▶ [Objectives]:
a. From the forum thread below about the 13th Doctor, write out the part that begins at the words "Jodie Whittaker has" and stops after the words "to the role.".
b. In the forum thread below about the 13th Doctor, who did Suzi originally want for the role?
--- Begin Page ---
# Other > Fun and games >  13th Doctor to be a woman!

## purplefan

http://www.bbc.co.uk/news/entertainment-arts-40624288

Jodie Whittaker has been announced as the Doctor Who's 13th Time Lord - the first woman to get the role. 

Not really sure how to react to this one. DR.WHO A WOMAN!! :X: 
ANyway i hope she will be better than Peter Capaldi who was as wooden as a thunderbird puppet. I hope she brings a new dimension to the role.

----------


## Jarre

It might inject some interest into the program of how the Dr's "attitude and care free nature" will be acted or not or a different approach taken, it may also add a different fan base to the series, who knows, well see next year.

----------


## Paula

I LOVE that it's a woman! About time  :):

----------


## Suzi

I originally wanted Kris Marshall, but she's awesome! I love her!

----------


## S deleted

Im actually disappointed that they have gone with a female doctor, although with all the talk between Missy and the Master it was clearly pointing in that direction.

I dunno, the Doctor has been a male role for over 50 yrs and of the 13th time of asking suddenly he becomes a she. As glad as I am to see Capaldi out I'm really not convinced by this move at all.
--- End Page ---
--- Begin Entries provided ---
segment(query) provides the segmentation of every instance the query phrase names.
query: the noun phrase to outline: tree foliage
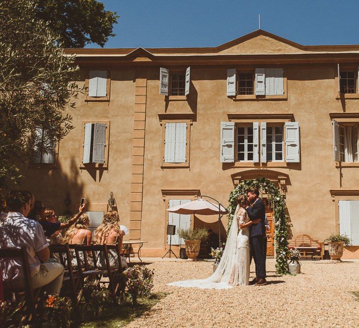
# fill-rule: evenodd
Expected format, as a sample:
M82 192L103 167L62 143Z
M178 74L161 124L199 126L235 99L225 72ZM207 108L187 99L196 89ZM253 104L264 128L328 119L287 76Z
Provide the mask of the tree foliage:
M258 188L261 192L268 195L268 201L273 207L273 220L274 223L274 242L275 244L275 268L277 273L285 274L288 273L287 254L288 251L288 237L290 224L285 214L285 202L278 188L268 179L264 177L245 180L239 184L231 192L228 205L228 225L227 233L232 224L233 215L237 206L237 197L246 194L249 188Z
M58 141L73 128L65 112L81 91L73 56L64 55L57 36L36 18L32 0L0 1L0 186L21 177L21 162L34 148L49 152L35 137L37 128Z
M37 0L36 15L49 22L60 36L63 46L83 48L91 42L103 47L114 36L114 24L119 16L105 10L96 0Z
--- End Entries provided ---
--- Begin Entries provided ---
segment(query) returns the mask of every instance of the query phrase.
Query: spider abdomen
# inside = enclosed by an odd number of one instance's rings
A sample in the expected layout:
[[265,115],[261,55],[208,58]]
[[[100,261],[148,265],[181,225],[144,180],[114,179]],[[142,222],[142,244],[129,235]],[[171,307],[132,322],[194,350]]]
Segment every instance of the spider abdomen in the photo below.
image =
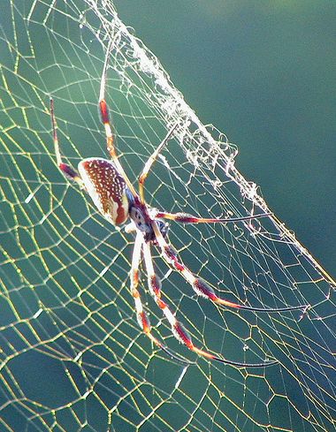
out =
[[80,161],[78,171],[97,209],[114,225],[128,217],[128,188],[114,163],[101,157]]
--- End Entries provided ---
▶ [Task-by-task answers]:
a.
Jodie Whittaker has been announced as the Doctor Who's 13th Time Lord - the first woman to get the role. 

Not really sure how to react to this one. DR.WHO A WOMAN!! :X: 
ANyway i hope she will be better than Peter Capaldi who was as wooden as a thunderbird puppet. I hope she brings a new dimension to the role.

b. Kris Marshall.